WORK INSTRUCTION
Spot each line in the data below containing "post" and copy it.

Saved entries
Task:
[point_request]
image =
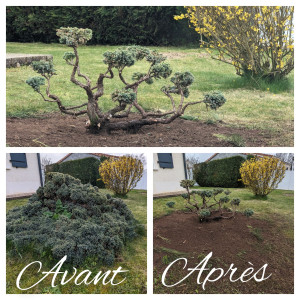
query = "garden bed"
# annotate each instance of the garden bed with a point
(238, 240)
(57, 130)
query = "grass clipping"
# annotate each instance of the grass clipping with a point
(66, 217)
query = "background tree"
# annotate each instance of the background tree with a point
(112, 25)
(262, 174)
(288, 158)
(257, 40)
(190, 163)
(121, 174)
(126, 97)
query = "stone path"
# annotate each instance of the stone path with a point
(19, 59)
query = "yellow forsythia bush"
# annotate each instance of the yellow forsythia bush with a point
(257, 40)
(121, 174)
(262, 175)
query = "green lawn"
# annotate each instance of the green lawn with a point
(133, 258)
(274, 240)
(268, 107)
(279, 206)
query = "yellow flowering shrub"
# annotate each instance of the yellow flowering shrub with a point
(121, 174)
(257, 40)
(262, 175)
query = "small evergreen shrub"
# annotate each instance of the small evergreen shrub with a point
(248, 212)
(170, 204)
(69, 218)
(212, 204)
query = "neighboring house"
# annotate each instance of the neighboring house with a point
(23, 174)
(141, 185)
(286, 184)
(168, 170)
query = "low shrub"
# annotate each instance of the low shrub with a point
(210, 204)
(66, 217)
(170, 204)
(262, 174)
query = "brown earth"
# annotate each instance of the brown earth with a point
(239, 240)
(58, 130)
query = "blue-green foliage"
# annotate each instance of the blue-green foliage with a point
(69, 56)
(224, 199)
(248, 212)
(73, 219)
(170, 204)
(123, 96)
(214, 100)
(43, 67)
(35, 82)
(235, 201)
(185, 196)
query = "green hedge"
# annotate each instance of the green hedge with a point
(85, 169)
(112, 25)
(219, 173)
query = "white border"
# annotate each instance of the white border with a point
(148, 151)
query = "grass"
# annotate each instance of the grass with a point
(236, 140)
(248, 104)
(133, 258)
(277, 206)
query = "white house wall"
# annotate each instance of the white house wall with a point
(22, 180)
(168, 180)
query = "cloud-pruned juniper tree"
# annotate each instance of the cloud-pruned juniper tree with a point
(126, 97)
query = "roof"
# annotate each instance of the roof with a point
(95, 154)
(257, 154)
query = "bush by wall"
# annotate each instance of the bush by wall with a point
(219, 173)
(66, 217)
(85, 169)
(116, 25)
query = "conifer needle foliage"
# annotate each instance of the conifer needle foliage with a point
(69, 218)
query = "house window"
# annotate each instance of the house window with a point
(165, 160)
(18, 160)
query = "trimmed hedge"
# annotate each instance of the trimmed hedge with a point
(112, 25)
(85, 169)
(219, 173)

==

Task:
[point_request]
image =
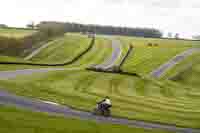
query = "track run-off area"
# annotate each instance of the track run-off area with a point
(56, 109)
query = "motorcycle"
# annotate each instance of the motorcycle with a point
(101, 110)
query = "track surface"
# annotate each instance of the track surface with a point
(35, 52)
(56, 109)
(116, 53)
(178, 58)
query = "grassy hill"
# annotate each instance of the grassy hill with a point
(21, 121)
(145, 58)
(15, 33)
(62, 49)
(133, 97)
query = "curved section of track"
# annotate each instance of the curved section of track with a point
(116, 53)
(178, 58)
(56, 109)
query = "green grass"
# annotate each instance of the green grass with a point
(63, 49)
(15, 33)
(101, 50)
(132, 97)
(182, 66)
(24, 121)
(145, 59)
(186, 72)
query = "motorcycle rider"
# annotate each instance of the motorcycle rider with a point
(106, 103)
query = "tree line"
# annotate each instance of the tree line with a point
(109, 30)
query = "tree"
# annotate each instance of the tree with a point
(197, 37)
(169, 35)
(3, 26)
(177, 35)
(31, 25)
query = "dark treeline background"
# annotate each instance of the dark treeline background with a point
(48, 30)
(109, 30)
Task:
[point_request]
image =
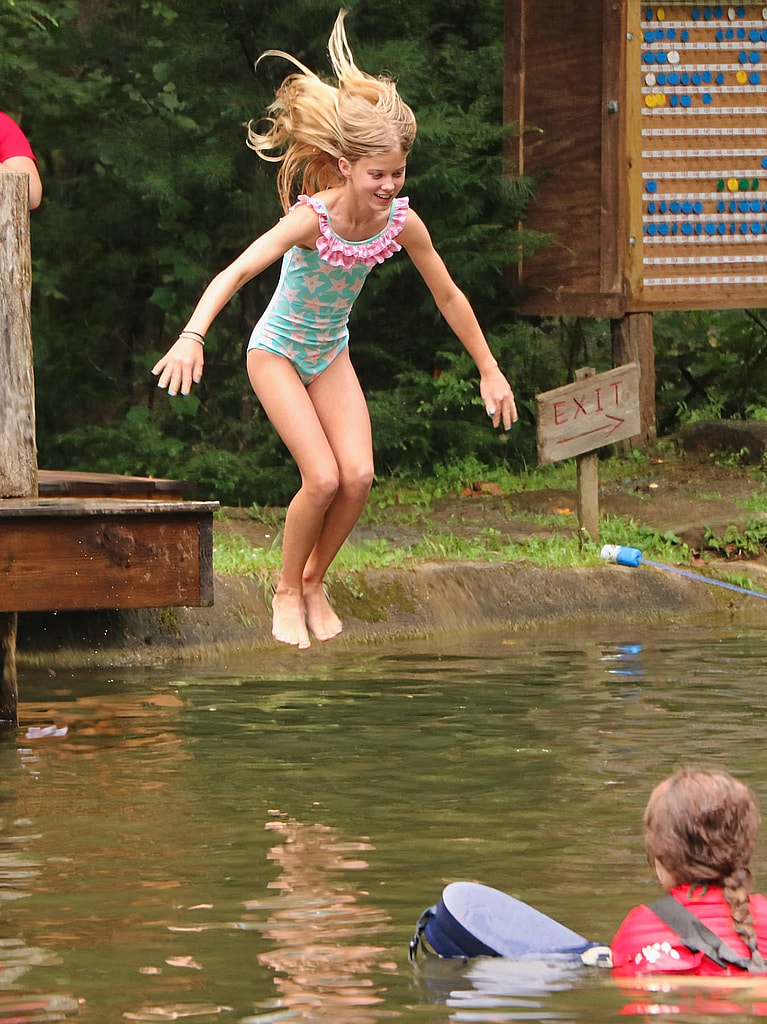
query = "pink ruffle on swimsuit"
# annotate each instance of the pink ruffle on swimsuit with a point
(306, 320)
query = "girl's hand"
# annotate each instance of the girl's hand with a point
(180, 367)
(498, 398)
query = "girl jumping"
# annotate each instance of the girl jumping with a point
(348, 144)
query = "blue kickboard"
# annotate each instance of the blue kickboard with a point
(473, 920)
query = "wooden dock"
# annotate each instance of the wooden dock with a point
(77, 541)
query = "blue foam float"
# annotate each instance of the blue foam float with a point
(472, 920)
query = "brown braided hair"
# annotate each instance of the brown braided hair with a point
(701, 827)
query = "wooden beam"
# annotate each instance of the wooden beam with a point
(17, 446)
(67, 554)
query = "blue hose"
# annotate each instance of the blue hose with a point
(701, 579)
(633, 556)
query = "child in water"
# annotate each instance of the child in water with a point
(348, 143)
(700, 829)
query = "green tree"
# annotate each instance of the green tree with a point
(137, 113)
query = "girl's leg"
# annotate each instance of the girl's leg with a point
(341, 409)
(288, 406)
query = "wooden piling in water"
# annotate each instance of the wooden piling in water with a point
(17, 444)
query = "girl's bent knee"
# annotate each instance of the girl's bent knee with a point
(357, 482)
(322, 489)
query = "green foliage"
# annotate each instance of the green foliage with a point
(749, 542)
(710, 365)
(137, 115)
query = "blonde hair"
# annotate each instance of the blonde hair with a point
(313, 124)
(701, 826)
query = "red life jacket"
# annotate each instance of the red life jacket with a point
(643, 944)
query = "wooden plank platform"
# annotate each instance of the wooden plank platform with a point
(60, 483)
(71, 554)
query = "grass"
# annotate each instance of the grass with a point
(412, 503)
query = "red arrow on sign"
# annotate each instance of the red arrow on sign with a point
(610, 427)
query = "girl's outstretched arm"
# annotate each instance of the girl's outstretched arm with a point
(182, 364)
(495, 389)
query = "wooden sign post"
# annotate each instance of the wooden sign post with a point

REPLY TO THE TASK
query = "wooden sign post"
# annotate each instance of the wooden sign post with a point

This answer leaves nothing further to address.